**Your goal:**
All of the records must come back exactly as they were given.

**Source material:**
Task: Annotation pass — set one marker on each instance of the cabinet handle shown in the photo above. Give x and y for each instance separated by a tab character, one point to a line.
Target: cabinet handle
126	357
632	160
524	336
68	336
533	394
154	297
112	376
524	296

**Completed exercise:**
Task: Annotation pass — set one marker on each instance of the cabinet handle shown in the photo above. Give x and y for each instance separated by a tab character, one point to a line.
Target: cabinet handle
126	357
632	160
524	336
68	336
533	394
154	297
112	376
524	296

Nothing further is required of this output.